In the part that opens with the line containing "point: marram grass" and closes with the line containing "[(37, 126)]", swap every "marker" for "pin" and give those lines again with nothing else changed. Leave the pictures out of your answer.

## Start

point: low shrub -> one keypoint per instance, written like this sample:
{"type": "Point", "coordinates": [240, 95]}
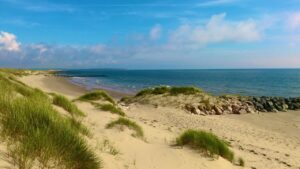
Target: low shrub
{"type": "Point", "coordinates": [128, 123]}
{"type": "Point", "coordinates": [97, 95]}
{"type": "Point", "coordinates": [206, 142]}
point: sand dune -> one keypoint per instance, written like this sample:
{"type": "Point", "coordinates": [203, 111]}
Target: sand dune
{"type": "Point", "coordinates": [263, 140]}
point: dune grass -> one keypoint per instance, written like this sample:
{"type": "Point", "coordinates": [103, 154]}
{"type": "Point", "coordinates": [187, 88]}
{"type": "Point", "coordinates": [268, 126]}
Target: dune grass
{"type": "Point", "coordinates": [78, 126]}
{"type": "Point", "coordinates": [206, 142]}
{"type": "Point", "coordinates": [70, 107]}
{"type": "Point", "coordinates": [128, 123]}
{"type": "Point", "coordinates": [111, 108]}
{"type": "Point", "coordinates": [38, 136]}
{"type": "Point", "coordinates": [169, 90]}
{"type": "Point", "coordinates": [97, 95]}
{"type": "Point", "coordinates": [241, 162]}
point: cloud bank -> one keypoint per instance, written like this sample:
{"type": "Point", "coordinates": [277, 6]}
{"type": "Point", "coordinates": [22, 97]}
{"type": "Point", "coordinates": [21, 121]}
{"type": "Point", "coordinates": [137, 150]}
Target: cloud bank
{"type": "Point", "coordinates": [9, 42]}
{"type": "Point", "coordinates": [216, 30]}
{"type": "Point", "coordinates": [188, 44]}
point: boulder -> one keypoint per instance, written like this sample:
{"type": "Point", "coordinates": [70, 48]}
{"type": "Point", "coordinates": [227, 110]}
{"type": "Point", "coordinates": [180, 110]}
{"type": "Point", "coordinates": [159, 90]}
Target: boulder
{"type": "Point", "coordinates": [218, 110]}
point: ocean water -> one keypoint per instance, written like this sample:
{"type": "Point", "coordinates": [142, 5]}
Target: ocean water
{"type": "Point", "coordinates": [250, 82]}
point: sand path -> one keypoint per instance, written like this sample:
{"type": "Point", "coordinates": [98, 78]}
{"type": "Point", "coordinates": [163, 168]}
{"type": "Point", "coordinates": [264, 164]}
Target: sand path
{"type": "Point", "coordinates": [264, 140]}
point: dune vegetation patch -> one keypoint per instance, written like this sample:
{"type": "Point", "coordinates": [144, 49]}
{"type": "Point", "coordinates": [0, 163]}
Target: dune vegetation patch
{"type": "Point", "coordinates": [206, 142]}
{"type": "Point", "coordinates": [111, 108]}
{"type": "Point", "coordinates": [66, 104]}
{"type": "Point", "coordinates": [185, 90]}
{"type": "Point", "coordinates": [97, 95]}
{"type": "Point", "coordinates": [36, 135]}
{"type": "Point", "coordinates": [129, 124]}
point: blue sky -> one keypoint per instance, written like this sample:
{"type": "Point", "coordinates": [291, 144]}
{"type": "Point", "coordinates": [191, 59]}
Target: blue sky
{"type": "Point", "coordinates": [150, 34]}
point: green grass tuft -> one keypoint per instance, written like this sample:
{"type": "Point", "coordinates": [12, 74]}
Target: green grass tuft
{"type": "Point", "coordinates": [97, 95]}
{"type": "Point", "coordinates": [78, 126]}
{"type": "Point", "coordinates": [70, 107]}
{"type": "Point", "coordinates": [206, 142]}
{"type": "Point", "coordinates": [128, 123]}
{"type": "Point", "coordinates": [111, 108]}
{"type": "Point", "coordinates": [241, 162]}
{"type": "Point", "coordinates": [38, 136]}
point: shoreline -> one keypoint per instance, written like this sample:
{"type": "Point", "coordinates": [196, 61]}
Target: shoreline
{"type": "Point", "coordinates": [260, 139]}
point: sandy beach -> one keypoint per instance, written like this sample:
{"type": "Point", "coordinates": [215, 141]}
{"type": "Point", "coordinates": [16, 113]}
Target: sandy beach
{"type": "Point", "coordinates": [264, 140]}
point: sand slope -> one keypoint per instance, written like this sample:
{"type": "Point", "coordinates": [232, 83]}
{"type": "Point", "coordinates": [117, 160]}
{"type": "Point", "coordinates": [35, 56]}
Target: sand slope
{"type": "Point", "coordinates": [263, 140]}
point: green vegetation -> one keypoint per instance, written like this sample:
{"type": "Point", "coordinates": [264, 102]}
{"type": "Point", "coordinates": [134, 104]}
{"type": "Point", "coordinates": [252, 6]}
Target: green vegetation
{"type": "Point", "coordinates": [36, 135]}
{"type": "Point", "coordinates": [70, 107]}
{"type": "Point", "coordinates": [241, 162]}
{"type": "Point", "coordinates": [206, 142]}
{"type": "Point", "coordinates": [78, 126]}
{"type": "Point", "coordinates": [169, 90]}
{"type": "Point", "coordinates": [111, 108]}
{"type": "Point", "coordinates": [128, 123]}
{"type": "Point", "coordinates": [97, 95]}
{"type": "Point", "coordinates": [107, 147]}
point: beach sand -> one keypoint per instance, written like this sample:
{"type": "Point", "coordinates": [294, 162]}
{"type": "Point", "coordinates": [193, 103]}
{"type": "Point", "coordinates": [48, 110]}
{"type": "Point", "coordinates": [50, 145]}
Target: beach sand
{"type": "Point", "coordinates": [264, 141]}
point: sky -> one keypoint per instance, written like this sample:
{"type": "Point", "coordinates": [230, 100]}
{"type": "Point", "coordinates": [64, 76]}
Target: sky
{"type": "Point", "coordinates": [150, 34]}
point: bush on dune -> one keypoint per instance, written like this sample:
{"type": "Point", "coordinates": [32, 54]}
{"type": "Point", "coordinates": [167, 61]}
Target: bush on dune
{"type": "Point", "coordinates": [97, 95]}
{"type": "Point", "coordinates": [206, 142]}
{"type": "Point", "coordinates": [128, 123]}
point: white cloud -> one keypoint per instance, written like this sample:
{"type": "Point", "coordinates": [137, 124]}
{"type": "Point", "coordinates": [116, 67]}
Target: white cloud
{"type": "Point", "coordinates": [40, 47]}
{"type": "Point", "coordinates": [216, 30]}
{"type": "Point", "coordinates": [155, 32]}
{"type": "Point", "coordinates": [294, 20]}
{"type": "Point", "coordinates": [9, 42]}
{"type": "Point", "coordinates": [215, 3]}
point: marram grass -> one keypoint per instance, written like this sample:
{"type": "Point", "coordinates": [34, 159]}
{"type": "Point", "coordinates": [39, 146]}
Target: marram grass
{"type": "Point", "coordinates": [206, 142]}
{"type": "Point", "coordinates": [38, 136]}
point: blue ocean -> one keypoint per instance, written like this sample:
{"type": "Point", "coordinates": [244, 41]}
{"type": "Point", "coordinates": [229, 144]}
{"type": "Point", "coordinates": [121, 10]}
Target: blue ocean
{"type": "Point", "coordinates": [249, 82]}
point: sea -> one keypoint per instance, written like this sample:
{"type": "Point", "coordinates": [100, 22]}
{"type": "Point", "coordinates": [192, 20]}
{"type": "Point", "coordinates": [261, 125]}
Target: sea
{"type": "Point", "coordinates": [248, 82]}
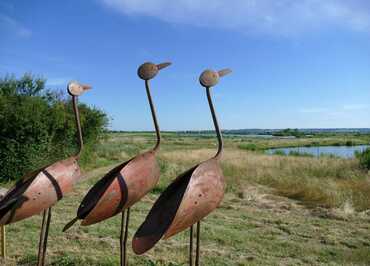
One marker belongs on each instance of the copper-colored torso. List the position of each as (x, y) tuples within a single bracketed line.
[(204, 193), (48, 186), (140, 175)]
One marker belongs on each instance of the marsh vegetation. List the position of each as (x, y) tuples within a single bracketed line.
[(292, 210)]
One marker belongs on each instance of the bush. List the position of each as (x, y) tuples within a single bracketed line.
[(248, 146), (364, 158), (38, 127)]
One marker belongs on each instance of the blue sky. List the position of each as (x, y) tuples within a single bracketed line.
[(295, 63)]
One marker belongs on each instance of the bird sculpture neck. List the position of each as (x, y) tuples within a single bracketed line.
[(154, 116), (78, 124), (215, 122)]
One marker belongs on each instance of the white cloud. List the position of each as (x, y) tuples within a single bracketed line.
[(9, 24), (355, 107), (277, 17), (347, 108), (313, 110)]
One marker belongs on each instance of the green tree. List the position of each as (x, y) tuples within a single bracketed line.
[(37, 126)]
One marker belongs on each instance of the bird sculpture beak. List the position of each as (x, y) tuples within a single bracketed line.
[(224, 72), (86, 87), (163, 65)]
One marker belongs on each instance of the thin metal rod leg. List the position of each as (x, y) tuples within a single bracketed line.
[(42, 233), (46, 235), (198, 245), (124, 235), (3, 243), (191, 247)]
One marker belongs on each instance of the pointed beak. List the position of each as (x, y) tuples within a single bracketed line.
[(224, 72), (86, 87), (163, 65)]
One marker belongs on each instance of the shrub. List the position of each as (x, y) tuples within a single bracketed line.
[(364, 158), (38, 127), (248, 146)]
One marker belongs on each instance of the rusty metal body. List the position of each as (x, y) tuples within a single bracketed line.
[(191, 197), (120, 189), (39, 191), (127, 183)]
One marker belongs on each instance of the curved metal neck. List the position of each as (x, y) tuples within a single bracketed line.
[(154, 116), (78, 124), (215, 122)]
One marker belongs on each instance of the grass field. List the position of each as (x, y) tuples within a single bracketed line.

## End

COMPLETED EXERCISE ->
point: marram grass -> one keypoint per instance, written like this sample:
{"type": "Point", "coordinates": [34, 159]}
{"type": "Point", "coordinates": [39, 146]}
Target: marram grass
{"type": "Point", "coordinates": [206, 142]}
{"type": "Point", "coordinates": [38, 136]}
point: blue ocean -> one keypoint per instance, written like this sample:
{"type": "Point", "coordinates": [244, 41]}
{"type": "Point", "coordinates": [229, 144]}
{"type": "Point", "coordinates": [121, 10]}
Target: blue ocean
{"type": "Point", "coordinates": [249, 82]}
point: sea -> one keypoint per instance, written like this sample:
{"type": "Point", "coordinates": [100, 22]}
{"type": "Point", "coordinates": [192, 20]}
{"type": "Point", "coordinates": [261, 125]}
Target: sea
{"type": "Point", "coordinates": [248, 82]}
One pin belongs on each instance of the copper-colored torso. List the position of each as (x, y) tuples within a single bracketed line.
[(204, 193), (48, 186), (140, 175)]
One pin belongs on each instance of the marsh vegetation. List the position of each as (x, y) tuples within a single bracketed line.
[(292, 210)]
One pin belongs on each instance of the bush. List the position of each as (x, y) tuples within a single bracketed line.
[(248, 146), (364, 158), (38, 127)]
One pin belongs on each instance of the blue sky. List the position of each as (x, y) tuples within a single bracketed line.
[(295, 63)]
One pin belongs on each instance of the bird sculpture neck. List the position of each as (x, y) tuples within a single bracketed line.
[(154, 116), (78, 124), (215, 122)]
One pin belongs on each instance of the white cloud. List the position of each as (x, y) tuples within a single bracketed line.
[(9, 24), (355, 107), (277, 17), (347, 108), (313, 110)]
One pin belongs on each instance of the green tree. List the position of each as (x, y) tuples within a single bracketed line.
[(37, 126)]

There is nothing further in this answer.